*Your goal:* Every record below should be printed exactly, except for the pictures.
START Records for the exercise
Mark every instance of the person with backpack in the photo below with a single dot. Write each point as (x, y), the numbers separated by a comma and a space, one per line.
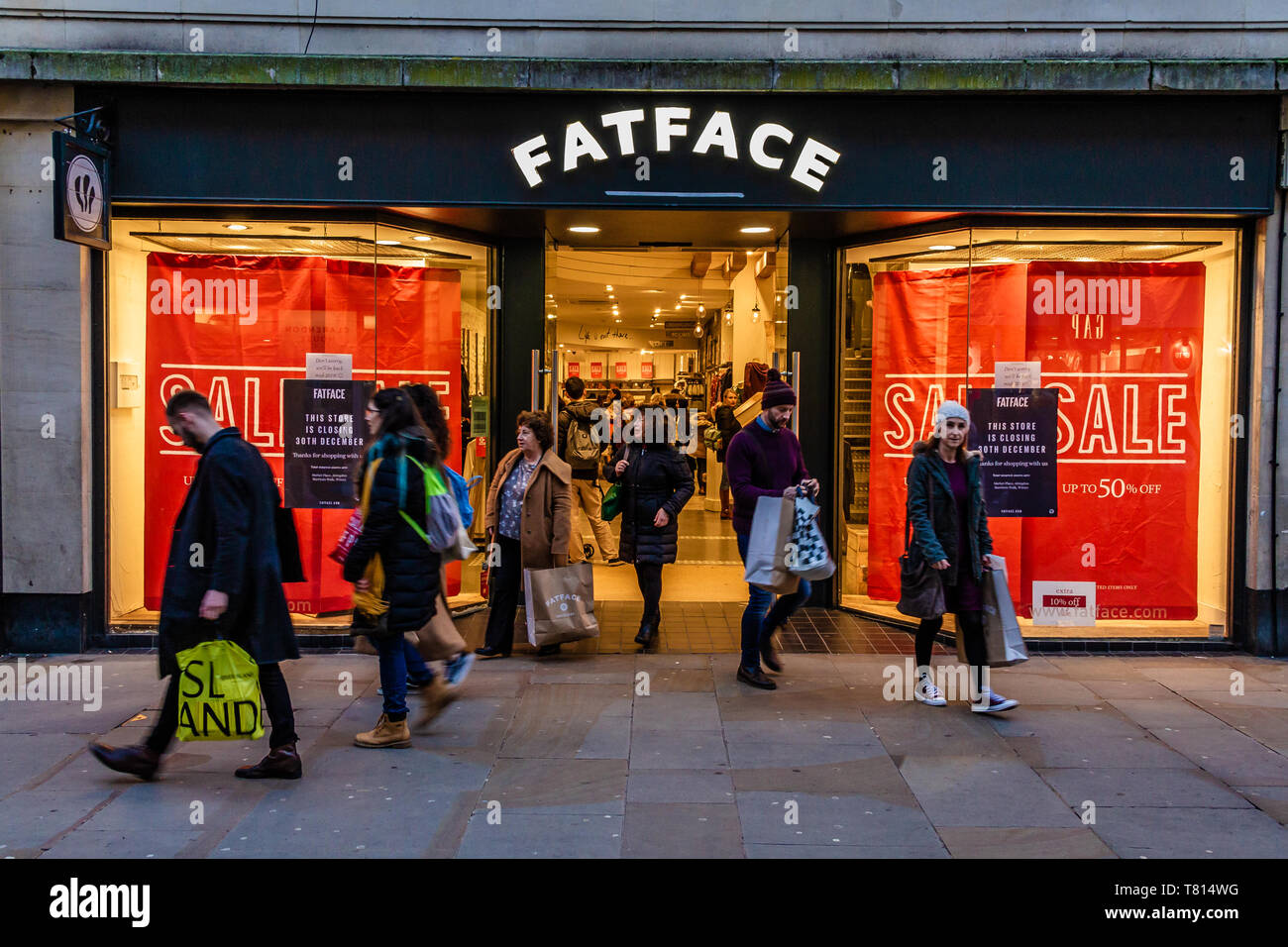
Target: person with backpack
(529, 521)
(949, 526)
(399, 457)
(419, 674)
(725, 427)
(656, 483)
(581, 450)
END Records for the exercise
*Reply to the exercise:*
Mark every instance of the person with backpack in the photo below with a single dot. Write each point as (x, y), the numbers separated by a comma and a space, one per line.
Target: person with backpack
(529, 521)
(949, 526)
(399, 457)
(419, 674)
(725, 427)
(656, 483)
(581, 450)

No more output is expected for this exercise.